#### Exercise objective
Rewrite in full the part of the lines below that opens with the line containing "Annotation task — point out every instance of the red" and closes with the line containing "464), (189, 478)]", with both of those lines included. Decrease every coordinate in the answers by 73 and leave all other text unchanged.

>> Begin Records for processing

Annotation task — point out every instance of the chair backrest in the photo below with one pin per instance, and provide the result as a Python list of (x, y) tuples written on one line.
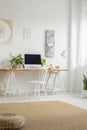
[(43, 74)]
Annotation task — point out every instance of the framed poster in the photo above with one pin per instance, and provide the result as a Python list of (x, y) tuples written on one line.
[(6, 31), (50, 43)]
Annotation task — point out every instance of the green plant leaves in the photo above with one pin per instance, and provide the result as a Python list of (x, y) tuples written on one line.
[(43, 62), (16, 60)]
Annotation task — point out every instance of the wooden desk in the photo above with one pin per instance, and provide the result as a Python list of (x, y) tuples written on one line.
[(56, 72), (9, 78)]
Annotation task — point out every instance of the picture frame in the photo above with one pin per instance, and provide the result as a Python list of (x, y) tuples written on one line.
[(50, 43)]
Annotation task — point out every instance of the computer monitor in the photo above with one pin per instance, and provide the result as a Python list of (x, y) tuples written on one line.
[(32, 59)]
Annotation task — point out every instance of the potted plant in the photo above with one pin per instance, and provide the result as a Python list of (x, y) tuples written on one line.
[(43, 62), (17, 61), (84, 91)]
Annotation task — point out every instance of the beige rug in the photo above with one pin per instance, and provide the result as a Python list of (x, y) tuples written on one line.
[(49, 115)]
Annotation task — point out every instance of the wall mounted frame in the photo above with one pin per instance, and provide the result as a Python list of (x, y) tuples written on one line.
[(50, 43)]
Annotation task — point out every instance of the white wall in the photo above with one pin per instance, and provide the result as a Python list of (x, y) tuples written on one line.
[(39, 15)]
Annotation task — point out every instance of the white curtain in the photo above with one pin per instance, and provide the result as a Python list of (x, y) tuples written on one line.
[(78, 44)]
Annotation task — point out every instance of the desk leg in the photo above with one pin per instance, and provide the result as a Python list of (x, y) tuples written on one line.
[(49, 74), (9, 83), (54, 82)]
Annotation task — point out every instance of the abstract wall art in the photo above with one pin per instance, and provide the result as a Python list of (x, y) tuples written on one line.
[(50, 43)]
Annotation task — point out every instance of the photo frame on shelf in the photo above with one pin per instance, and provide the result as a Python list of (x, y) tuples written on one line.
[(50, 43), (6, 31)]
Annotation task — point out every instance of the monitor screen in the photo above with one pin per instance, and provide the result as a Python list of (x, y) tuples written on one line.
[(32, 59)]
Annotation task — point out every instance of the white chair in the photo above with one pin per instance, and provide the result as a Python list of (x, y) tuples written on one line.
[(39, 83)]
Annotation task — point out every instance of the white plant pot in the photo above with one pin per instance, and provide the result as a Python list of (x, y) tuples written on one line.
[(84, 93)]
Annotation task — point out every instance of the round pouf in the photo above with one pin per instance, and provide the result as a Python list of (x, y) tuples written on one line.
[(10, 121)]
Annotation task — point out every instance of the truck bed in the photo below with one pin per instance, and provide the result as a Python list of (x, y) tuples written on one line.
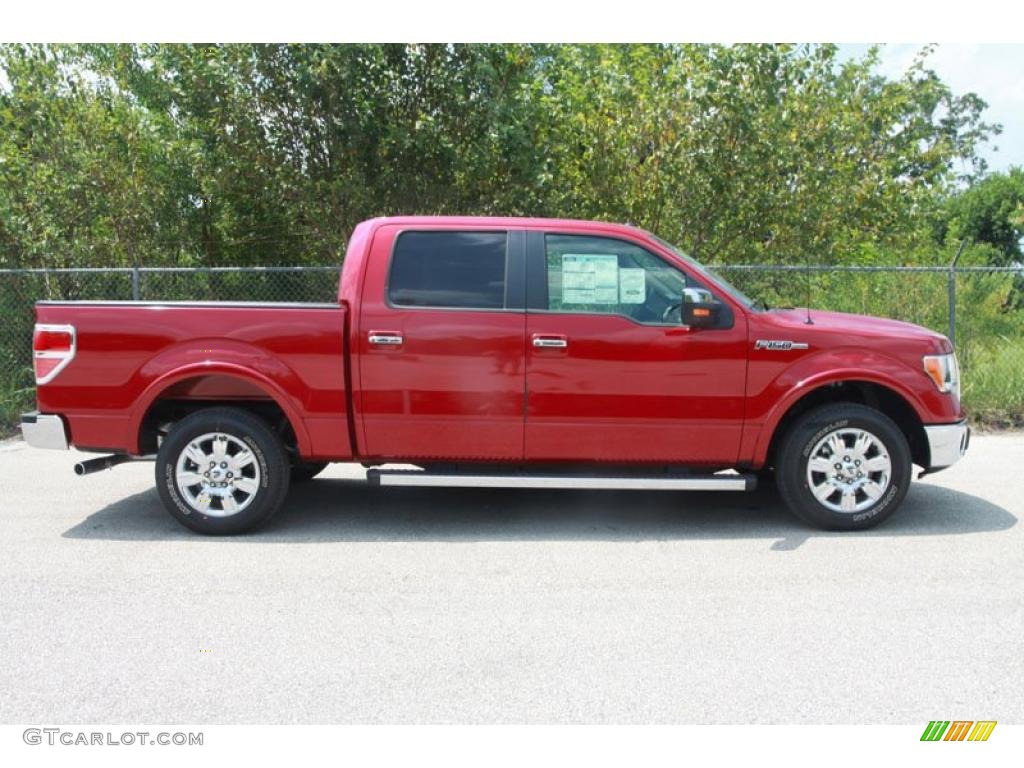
[(132, 355)]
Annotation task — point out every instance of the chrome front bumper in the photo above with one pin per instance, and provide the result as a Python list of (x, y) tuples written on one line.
[(946, 443), (44, 430)]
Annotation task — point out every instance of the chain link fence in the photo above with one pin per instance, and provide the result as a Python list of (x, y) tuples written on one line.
[(982, 308)]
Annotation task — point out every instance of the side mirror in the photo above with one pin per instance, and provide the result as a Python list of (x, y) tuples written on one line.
[(702, 313)]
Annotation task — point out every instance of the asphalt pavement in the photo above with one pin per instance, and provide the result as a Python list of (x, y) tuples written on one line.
[(364, 604)]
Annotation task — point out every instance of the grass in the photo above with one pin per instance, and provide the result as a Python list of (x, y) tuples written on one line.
[(15, 398), (993, 383)]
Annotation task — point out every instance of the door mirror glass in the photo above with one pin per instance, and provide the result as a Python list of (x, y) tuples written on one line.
[(700, 308)]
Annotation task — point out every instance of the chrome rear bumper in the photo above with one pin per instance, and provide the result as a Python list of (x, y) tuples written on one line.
[(44, 430), (946, 443)]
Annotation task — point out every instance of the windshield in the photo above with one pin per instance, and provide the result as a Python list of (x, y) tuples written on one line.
[(709, 272)]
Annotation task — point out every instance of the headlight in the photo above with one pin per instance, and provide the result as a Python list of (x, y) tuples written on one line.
[(944, 371)]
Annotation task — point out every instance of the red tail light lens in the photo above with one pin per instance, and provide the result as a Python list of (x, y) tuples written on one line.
[(52, 348)]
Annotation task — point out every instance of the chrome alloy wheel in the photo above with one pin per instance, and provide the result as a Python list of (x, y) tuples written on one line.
[(849, 470), (217, 474)]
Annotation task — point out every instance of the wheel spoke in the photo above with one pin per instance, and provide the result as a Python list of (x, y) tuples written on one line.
[(849, 502), (823, 491), (247, 485), (243, 459), (818, 464), (872, 489), (196, 454), (862, 444), (837, 444), (878, 464), (189, 478)]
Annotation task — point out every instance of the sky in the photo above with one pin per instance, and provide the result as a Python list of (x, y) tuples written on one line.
[(994, 72)]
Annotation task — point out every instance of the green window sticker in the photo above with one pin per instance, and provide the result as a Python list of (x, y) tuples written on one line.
[(590, 279), (632, 286)]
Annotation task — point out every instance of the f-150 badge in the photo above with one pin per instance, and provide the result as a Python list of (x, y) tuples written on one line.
[(778, 345)]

>> End Records for processing

#### Full output
Annotation task — point out every instance of the red tail light lens in the photo above with one pin per instance, and provide the result as a Python list of (x, y) tuples written on one line.
[(-21, 275)]
Annotation task — point out every instance of the chrome alloy wheel in the photo above with one pin per instance, and provide the result as a Python list of (x, y) tuples written on one line.
[(776, 397), (144, 401)]
Annotation task — point out every instance of the wheel spoke in the photo above with one pin per instance, and provide the result as a Python list of (x, y) tuples written on one line.
[(776, 429), (750, 418), (174, 412), (170, 386), (745, 391), (799, 416), (123, 381), (789, 371), (764, 371), (805, 391), (116, 405)]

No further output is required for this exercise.